● **RECORDED DATA**
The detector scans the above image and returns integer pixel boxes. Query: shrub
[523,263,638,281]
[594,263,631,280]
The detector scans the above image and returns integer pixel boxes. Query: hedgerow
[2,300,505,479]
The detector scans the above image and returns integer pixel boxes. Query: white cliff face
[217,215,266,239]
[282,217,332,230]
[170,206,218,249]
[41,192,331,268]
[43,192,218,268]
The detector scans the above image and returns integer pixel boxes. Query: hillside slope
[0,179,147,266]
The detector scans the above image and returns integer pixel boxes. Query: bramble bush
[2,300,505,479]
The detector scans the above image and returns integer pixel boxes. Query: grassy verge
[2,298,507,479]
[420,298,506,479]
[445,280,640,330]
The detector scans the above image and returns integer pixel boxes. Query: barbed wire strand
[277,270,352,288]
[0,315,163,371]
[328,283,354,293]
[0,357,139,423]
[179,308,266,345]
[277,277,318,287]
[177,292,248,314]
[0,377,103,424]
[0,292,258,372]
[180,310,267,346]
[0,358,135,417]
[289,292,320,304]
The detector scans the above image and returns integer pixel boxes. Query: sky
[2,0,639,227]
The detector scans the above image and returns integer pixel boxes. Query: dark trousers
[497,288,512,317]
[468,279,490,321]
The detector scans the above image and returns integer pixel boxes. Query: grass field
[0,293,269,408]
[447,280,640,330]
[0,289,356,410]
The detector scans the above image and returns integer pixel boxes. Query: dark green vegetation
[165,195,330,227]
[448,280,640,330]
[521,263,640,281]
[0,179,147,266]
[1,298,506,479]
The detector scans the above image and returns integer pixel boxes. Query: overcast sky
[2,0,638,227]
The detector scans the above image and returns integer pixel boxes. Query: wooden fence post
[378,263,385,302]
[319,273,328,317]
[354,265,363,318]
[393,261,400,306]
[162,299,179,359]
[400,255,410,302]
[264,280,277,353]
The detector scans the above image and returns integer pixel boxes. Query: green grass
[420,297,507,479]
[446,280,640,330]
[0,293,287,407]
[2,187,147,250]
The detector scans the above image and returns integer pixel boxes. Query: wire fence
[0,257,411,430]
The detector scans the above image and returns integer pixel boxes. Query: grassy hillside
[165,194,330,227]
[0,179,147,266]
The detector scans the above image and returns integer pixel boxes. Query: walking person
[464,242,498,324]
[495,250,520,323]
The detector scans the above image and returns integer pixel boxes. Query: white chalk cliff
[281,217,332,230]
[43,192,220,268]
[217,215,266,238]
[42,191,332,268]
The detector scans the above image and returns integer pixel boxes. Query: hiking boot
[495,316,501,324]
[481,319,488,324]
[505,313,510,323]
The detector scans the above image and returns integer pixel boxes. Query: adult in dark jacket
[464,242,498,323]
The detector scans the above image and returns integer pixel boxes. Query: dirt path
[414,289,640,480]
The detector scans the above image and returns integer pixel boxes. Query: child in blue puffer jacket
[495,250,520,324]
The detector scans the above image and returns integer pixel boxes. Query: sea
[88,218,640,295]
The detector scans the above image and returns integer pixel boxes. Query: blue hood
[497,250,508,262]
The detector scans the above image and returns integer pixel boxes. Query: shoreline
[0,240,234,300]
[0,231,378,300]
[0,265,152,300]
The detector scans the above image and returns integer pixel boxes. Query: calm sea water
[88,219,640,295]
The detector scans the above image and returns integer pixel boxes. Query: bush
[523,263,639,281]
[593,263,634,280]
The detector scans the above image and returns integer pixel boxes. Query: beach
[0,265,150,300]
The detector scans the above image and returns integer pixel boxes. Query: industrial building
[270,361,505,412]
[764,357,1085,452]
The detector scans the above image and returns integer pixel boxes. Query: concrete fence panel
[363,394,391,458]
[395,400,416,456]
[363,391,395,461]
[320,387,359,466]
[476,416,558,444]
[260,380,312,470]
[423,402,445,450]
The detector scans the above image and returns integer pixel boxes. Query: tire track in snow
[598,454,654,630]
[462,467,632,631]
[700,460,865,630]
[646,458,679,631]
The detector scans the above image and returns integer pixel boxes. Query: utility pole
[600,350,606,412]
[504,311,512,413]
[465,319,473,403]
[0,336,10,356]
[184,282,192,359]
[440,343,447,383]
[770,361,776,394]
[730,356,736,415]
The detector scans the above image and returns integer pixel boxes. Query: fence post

● **EXERCISE DIRECTIONS**
Set down the material above in full, keeping each line exactly as it is.

● **ANSWER FOR THE TASK**
The detector scans the above image and returns integer pixel boxes. Query: shrub
[523,263,638,281]
[594,263,631,280]
The detector scans the above image and returns integer pixel boxes. Query: hedgerow
[2,300,505,479]
The detector scans the above image and returns integer pixel boxes. Query: white cliff face
[217,215,266,239]
[282,217,332,230]
[170,206,218,249]
[41,192,331,268]
[43,192,218,268]
The detector scans the above image and returns integer pixel boxes. Query: hillside slope
[0,179,147,266]
The detector scans the above image and returns integer pixel boxes. Query: bramble bush
[2,300,505,479]
The detector scans the above image and returns integer pixel boxes. Query: grassy verge
[2,298,507,479]
[420,298,506,479]
[445,280,640,330]
The detector scans the above image and returns integer pixel boxes. Query: barbed wire strand
[277,270,352,288]
[0,315,163,371]
[328,283,354,293]
[0,357,139,423]
[179,308,266,345]
[277,277,318,287]
[177,292,248,314]
[0,377,103,424]
[0,292,258,372]
[180,310,267,346]
[0,358,135,417]
[289,292,320,304]
The detector scans the above image and returns integer pixel boxes. Query: sky
[2,0,639,227]
The detector scans the above image and returns integer pixel boxes. Query: dark trousers
[497,288,512,317]
[468,279,490,321]
The detector scans the above image and returns integer pixel boxes. Query: grass field
[0,293,269,408]
[447,280,640,330]
[0,289,356,410]
The detector scans the above image and returns integer pixel boxes. Query: dark green vegetation
[165,195,330,227]
[448,280,640,330]
[521,263,640,281]
[0,179,147,266]
[1,298,506,479]
The detector scans the above image and returns integer pixel boxes. Query: overcast sky
[2,0,638,227]
The detector scans the above image and returns integer pixel boxes. Query: wooden fence post
[378,263,385,302]
[319,273,328,317]
[354,265,363,318]
[393,261,400,306]
[162,299,179,359]
[400,255,410,302]
[264,280,277,353]
The detector scans the above image and returns integer pixel boxes. Query: green grass
[420,297,507,479]
[446,280,640,330]
[0,293,287,407]
[2,187,147,250]
The detector scans the above image and returns integer pixel boxes. Query: wire fence
[0,257,411,430]
The detector scans the above image and returns integer pixel boxes. Query: grassy hillside
[165,194,330,227]
[0,179,147,266]
The detector scans the above image and returns integer pixel boxes. Query: walking person
[464,242,498,324]
[495,250,520,323]
The detector scans the above image and returns integer pixel boxes. Query: white chalk cliff
[281,217,332,230]
[43,192,220,268]
[217,215,266,238]
[42,191,332,268]
The detector scans the above image and returns integer pixel boxes. Query: hiking boot
[495,316,501,324]
[481,319,488,324]
[505,313,510,323]
The detector scans the above image and returns integer pixel boxes. Query: adult in dark jacket
[464,242,498,323]
The detector scans the above image and returns integer pixel boxes. Query: dirt path
[414,289,640,480]
The detector scans the above image and returns integer pixel boxes. Query: child in blue puffer jacket
[495,250,520,324]
The detector scans the above image and returns integer pixel boxes. Query: sea
[88,218,640,295]
The detector scans the above image and returns integer pixel boxes. Query: blue hood
[497,250,508,262]
The detector scans the above image and returns integer pixel boxes. Query: shoreline
[0,240,234,300]
[0,231,378,300]
[0,265,152,300]
The detector scans the above image and returns integer pixel boxes. Query: calm sea water
[88,219,640,295]
The detector scans the above image and returns integer pixel boxes. Query: bush
[523,263,639,281]
[593,263,634,280]
The detector scans the above image and returns integer pixel boxes. Query: beach
[0,265,150,300]
The detector scans the above image and returns integer pixel boxes. Query: industrial building
[270,361,505,412]
[764,357,1085,452]
The detector scans the above image and returns integer pixel boxes. Query: concrete fence panel
[363,394,391,458]
[395,400,416,456]
[363,391,395,461]
[320,387,359,466]
[476,416,558,444]
[260,380,312,470]
[423,402,445,450]
The detector scans the above image and returns integer pixel boxes. Query: tire track in snow
[598,454,654,630]
[462,467,632,631]
[700,460,865,630]
[646,458,679,631]
The detector scans the above image and returns integer pixel boxes. Query: utility pole
[600,350,606,412]
[504,311,512,413]
[465,319,473,403]
[0,336,10,356]
[184,282,192,359]
[440,343,447,383]
[770,361,776,394]
[730,356,736,415]
The detector scans the above image and returns integer pixel boxes. Query: fence post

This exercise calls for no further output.